=== Text for analysis ===
Anatoly Andreyevich Motsny (, 25 September 1922 – 1 February 1960) was a senior lieutenant of the Red Army, a participant in the Eastern Front of World War II, and a Hero of the Soviet Union, stripped of all titles and awards due to conviction.

Biography 
Anatoly Motsny was born on 25 September 1922 in Shklow, Mogilev Region of the Byelorussian Soviet Socialist Republic, into a working-class family. He graduated from tenth grade in school. In February 1941, he was called to serve in the Red Army. In August 1942, he graduated from the armored vehicle school in Gorky. From October 1942, he served on the Eastern Front.

Motsny began to participate in actions on the Don Front in November 1942. He was appointed commander of a platoon of T-34 tanks of the 16th Separate Tank Regiment. In January 1943, he was wounded. From March 1943, he saw action on the Southwestern Front, commanding a platoon of KV heavy tanks of the 22nd separate tank regiment. In April 1943, Motsny was sent to the reserve of the 29th Separate Training Tank Regiment and, from June of the same year, to the 2nd Reserve Tank Regiment of the Ural Military District.
=== Source material ===
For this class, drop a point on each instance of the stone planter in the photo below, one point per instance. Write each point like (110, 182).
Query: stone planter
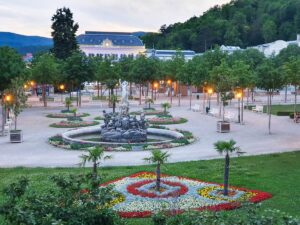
(16, 136)
(223, 127)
===
→ What to do:
1 - For each statement about the biography of Anatoly Motsny, say yes or no for whether it agrees with the text, and quote the words that decide it.
(a) Motsny was born in Shklow.
(b) Motsny was called to serve in the Red Army in August 1942.
(c) On the Southwestern Front, Motsny commanded a platoon of T-34 tanks.
2 - Answer these questions from the biography of Anatoly Motsny.
(a) What rank did Motsny hold in the Red Army?
(b) In which city was the armored vehicle school he graduated from?
(c) In what month and year was he wounded?
3 - Resume the biography of Anatoly Motsny after its last sentence.

→ Results of the exercise:
1 -
(a) Yes: "Anatoly Motsny was born on 25 September 1922 in Shklow"
(b) No: "In February 1941, he was called to serve in the Red Army."
(c) No: "commanding a platoon of KV heavy tanks of the 22nd separate tank regiment"

2 -
(a) Senior lieutenant
(b) Gorky
(c) January 1943

3 -
In August 1943, Lieutenant Motsny was appointed commander of a platoon of T-34 tanks in the 54th Guards Tank Brigade on the Voronezh Front until the end of the war. On 28 August, he was lightly wounded and soon returned to his unit. Until October 1943, the brigade took part in battles in Ukraine. From 4-11 November 1943, Motsny took part in the liberation of Kiev. On 6 November 1943, Motsny, on his tank, managed to destroy up to 100 enemy carts with military cargo and property, ten vehicles, and about 100 German soldiers and officers retreating from Kiev. Motsny's tank was knocked out in battle by a Tiger I, but the tank's crew captured a communications vehicle with six radio stations and five guns in battle. When the retreating column was utterly defeated, Motsny's tank was withdrawn from the battlefield for repairs. For this battle, the battalion commander presented Motsny and the driver of his tank, Morozov, the rank of Hero of the Soviet Union. However, the award was reduced by higher commanders, and as a result, they were awarded the Order of the Red Banner.

From December 1943 to February 1944, Motsny was twice slightly wounded but soon returned to service. On 25 February, in the Proskuriv area, he was seriously injured. On 17 July 1944, in the battle for the village of Kiritsa, he neutralized an anti-tank gun and its crew on his tank. The tank was knocked out in the battle, and Motsny, wounded, killed 11 German soldiers and officers with a machine gun. When the machine gun became unusable, Motsny killed two German soldiers in hand-to-hand combat with a knife. His actions allowed his subordinates to get out of enemy fire.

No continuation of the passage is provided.